● EXERCISE BRIEF: Repeat, exactly and alone, every line from the line that contains "Query: man's beard" to the end of the entries.

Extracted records
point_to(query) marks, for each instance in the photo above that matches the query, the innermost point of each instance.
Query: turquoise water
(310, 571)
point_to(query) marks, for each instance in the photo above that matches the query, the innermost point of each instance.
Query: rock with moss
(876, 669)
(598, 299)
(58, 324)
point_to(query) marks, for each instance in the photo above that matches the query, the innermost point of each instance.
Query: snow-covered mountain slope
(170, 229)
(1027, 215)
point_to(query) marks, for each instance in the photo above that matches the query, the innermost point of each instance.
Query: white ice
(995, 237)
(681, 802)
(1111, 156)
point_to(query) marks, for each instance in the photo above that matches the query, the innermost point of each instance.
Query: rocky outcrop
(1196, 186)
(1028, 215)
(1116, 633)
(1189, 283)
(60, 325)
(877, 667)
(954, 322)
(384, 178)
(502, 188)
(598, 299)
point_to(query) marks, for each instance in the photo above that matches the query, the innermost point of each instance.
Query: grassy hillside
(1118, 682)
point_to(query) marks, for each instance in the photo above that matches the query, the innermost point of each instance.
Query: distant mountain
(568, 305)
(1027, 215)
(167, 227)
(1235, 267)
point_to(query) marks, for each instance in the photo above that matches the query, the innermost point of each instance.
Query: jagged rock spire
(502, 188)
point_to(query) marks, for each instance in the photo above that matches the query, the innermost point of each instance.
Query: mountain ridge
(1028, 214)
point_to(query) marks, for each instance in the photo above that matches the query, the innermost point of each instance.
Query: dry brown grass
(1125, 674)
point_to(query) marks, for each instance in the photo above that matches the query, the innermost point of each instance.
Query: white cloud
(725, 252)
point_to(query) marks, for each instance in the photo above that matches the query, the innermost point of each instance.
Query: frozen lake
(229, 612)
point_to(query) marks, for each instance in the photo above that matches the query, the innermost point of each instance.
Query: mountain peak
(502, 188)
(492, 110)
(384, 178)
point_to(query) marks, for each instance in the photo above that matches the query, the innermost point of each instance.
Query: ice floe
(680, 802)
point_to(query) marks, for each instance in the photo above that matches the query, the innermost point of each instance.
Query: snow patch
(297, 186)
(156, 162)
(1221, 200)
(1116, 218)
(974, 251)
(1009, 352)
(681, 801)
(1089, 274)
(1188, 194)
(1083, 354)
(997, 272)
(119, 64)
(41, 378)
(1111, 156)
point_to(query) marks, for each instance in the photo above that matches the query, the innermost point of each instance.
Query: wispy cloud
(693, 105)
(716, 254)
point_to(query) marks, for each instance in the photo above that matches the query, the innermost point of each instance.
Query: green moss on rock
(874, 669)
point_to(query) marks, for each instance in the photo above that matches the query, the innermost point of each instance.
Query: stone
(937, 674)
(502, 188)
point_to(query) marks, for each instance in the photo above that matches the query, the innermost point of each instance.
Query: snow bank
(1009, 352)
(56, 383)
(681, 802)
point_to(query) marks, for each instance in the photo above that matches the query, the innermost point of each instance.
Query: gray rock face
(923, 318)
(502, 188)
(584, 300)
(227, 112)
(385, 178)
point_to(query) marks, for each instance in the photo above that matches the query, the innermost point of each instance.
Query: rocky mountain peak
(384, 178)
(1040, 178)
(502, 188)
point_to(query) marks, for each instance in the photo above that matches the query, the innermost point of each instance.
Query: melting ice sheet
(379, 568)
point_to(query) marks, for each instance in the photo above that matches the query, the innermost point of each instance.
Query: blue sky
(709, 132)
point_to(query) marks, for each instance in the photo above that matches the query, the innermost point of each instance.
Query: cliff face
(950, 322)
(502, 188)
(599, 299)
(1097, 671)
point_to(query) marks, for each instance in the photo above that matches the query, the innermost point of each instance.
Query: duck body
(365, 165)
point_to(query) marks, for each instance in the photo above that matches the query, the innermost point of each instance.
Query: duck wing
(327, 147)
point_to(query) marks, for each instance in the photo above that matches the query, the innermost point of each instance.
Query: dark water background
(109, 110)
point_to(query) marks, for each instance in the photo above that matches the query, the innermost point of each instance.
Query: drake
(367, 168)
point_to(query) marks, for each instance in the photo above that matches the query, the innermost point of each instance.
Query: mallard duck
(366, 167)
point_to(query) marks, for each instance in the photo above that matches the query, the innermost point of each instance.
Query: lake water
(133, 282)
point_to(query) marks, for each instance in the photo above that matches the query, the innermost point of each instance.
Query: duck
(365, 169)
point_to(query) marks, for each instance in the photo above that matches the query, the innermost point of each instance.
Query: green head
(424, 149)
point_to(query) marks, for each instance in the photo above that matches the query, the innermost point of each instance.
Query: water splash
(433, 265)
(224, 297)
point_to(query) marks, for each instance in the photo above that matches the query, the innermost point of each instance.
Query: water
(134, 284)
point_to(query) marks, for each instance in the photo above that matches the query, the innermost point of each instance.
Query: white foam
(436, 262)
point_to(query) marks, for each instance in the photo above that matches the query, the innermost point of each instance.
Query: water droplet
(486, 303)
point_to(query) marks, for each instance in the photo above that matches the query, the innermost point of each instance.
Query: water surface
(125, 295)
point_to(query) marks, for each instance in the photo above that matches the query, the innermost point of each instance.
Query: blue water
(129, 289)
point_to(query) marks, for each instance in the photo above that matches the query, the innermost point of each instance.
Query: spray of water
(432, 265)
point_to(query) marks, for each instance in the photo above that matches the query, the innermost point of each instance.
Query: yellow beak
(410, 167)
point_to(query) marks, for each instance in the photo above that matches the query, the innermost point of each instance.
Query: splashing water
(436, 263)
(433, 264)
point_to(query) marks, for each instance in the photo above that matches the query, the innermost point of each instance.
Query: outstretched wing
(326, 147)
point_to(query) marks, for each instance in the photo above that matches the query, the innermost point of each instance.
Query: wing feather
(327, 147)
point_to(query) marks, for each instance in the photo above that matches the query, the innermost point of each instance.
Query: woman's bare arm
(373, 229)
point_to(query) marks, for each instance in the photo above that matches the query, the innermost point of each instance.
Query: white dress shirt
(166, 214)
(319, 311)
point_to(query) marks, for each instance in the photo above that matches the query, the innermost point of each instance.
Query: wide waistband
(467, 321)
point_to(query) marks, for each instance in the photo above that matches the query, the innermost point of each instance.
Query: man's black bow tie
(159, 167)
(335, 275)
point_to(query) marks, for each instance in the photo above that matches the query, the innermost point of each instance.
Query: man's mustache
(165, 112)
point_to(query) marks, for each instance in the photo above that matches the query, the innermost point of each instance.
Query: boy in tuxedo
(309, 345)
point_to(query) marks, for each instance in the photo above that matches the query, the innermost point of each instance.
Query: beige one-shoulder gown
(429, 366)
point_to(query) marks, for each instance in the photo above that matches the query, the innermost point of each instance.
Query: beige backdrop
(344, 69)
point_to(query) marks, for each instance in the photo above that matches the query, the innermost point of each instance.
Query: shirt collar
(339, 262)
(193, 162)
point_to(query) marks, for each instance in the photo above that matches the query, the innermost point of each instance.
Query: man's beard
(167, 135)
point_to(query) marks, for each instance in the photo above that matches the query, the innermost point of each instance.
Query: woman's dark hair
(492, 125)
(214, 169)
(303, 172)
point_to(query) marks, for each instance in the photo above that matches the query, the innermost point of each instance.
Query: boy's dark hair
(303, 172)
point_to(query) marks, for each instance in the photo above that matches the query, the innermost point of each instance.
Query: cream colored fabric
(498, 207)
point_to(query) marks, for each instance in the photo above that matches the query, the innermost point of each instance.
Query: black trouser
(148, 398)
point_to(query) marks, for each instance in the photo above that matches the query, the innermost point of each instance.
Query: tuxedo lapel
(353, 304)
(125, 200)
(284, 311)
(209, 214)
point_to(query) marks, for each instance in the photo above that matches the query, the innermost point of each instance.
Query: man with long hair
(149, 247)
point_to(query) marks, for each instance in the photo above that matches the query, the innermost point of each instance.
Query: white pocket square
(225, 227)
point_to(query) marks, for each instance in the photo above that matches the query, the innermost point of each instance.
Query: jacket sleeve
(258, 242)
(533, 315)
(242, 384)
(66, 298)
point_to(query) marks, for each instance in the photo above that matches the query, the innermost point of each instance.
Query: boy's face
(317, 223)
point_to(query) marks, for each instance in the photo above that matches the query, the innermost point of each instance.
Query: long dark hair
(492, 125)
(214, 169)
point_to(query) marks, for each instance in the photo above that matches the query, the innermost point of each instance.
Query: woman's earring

● SOLVED EXERCISE:
Query: man's beard
(167, 135)
point_to(query) marks, for each instance in the photo above that matches the query, the innermost point of each instance.
Query: woman's dark hair
(492, 125)
(214, 169)
(303, 172)
point_to(query) marks, for each instance in the photo above that matches the query, the innermost point of each instance.
Query: boy's dark hair
(303, 172)
point_to(query) marks, for each instance in the photo above that matches the query, the innermost point of each instance.
Query: cream colored fabric
(498, 207)
point_to(query) marks, for each instance in the photo above that matches the query, the innermost point of each instance.
Query: black trouser
(148, 398)
point_to(query) marks, for each instance in the photo above that matches the query, the innermost point of each instance.
Query: tuxedo lapel
(353, 304)
(125, 200)
(284, 311)
(209, 214)
point_to(query) marks, for each instance in the photo above that matches the query, the innermost point of each instance.
Query: man with long hair
(149, 247)
point_to(query) marks, for each instance in the photo above that matches the query, the innermost point of each instance.
Query: white pocket square
(225, 227)
point_to(query) marks, for each instance in the photo above that matches the query, the innermost point of each instance.
Query: jacket sleeve
(258, 242)
(533, 315)
(242, 384)
(66, 298)
point_to(query) marks, for each instance in the photo above that matches the query, the innermost point of each instance.
Query: boy's face
(317, 223)
point_to(query) marks, for each instance in the photo above that matches the query, the innermost point of each instance.
Query: long dark hair
(492, 125)
(214, 169)
point_to(query) marks, for each instance in the photo above that matches the query, the innermost point of each instance.
Query: woman's earring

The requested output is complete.